__TASK GOAL__: Nothing but the lines from the start of the entries through the line holding "negative clicks: (508, 126) (503, 143)" is to be repeated, exactly and with pictures excluded.

__MATERIAL FOR THIS EXERCISE__:
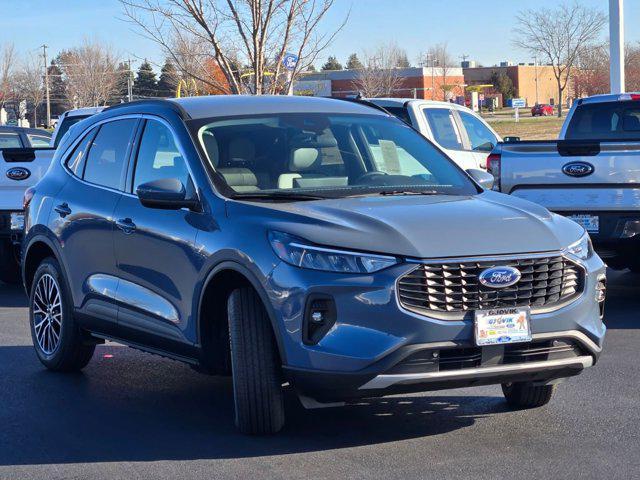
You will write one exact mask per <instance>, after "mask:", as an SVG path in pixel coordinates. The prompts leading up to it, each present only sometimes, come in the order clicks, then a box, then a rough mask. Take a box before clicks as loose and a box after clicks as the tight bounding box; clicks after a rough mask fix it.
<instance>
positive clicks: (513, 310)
mask: <svg viewBox="0 0 640 480" xmlns="http://www.w3.org/2000/svg"><path fill="white" fill-rule="evenodd" d="M475 332H476V345H478V346H479V347H481V346H484V345H503V344H506V343H520V342H530V341H531V325H530V322H529V309H528V308H496V309H493V310H476V312H475Z"/></svg>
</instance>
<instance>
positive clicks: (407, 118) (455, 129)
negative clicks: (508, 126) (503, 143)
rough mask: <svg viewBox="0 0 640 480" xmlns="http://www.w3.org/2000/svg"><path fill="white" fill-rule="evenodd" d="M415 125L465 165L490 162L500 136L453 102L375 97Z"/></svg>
mask: <svg viewBox="0 0 640 480" xmlns="http://www.w3.org/2000/svg"><path fill="white" fill-rule="evenodd" d="M367 101H369V102H371V103H373V104H375V105H378V106H380V107H382V108H384V109H385V110H387V111H388V112H389V113H391V114H393V115H395V116H397V117H398V118H400V119H401V120H403V121H404V122H406V123H408V124H409V125H411V126H413V127H414V128H415V129H416V130H418V131H419V132H420V133H422V134H423V135H424V136H425V137H427V138H428V139H429V140H431V141H432V142H433V143H435V144H436V145H438V146H439V147H440V148H442V149H443V150H444V151H445V152H446V154H447V155H448V156H449V157H450V158H451V159H452V160H453V161H454V162H456V163H457V164H458V165H460V167H462V168H463V169H468V168H480V169H485V168H486V166H487V156H488V155H489V153H490V152H491V150H492V149H493V147H495V145H496V144H497V143H498V142H499V141H501V140H502V139H501V138H500V136H499V135H498V134H497V133H496V132H495V131H494V130H493V129H492V128H491V127H490V126H489V124H488V123H487V122H485V121H484V120H483V119H482V117H480V116H479V115H478V114H476V113H475V112H474V111H473V110H471V109H469V108H467V107H463V106H462V105H458V104H456V103H450V102H437V101H432V100H416V99H413V98H411V99H406V98H371V99H368V100H367Z"/></svg>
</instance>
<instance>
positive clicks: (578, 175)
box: [489, 93, 640, 272]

__RESULT__:
You will write one exact mask per <instance>, after "mask:", as an SVG path in pixel coordinates. The prompts leading up to it, each present only sometimes, come in the order clicks, then a box, then a rough mask. Take a box before clicks as loose and a box after clicks as the tight bounding box; clicks after a rough mask fix it.
<instance>
positive clicks: (513, 310)
mask: <svg viewBox="0 0 640 480" xmlns="http://www.w3.org/2000/svg"><path fill="white" fill-rule="evenodd" d="M475 332H476V345H478V346H479V347H481V346H484V345H503V344H506V343H520V342H530V341H531V325H530V322H529V309H528V308H496V309H493V310H476V312H475Z"/></svg>
</instance>
<instance>
positive clicks: (407, 118) (455, 129)
negative clicks: (508, 126) (503, 143)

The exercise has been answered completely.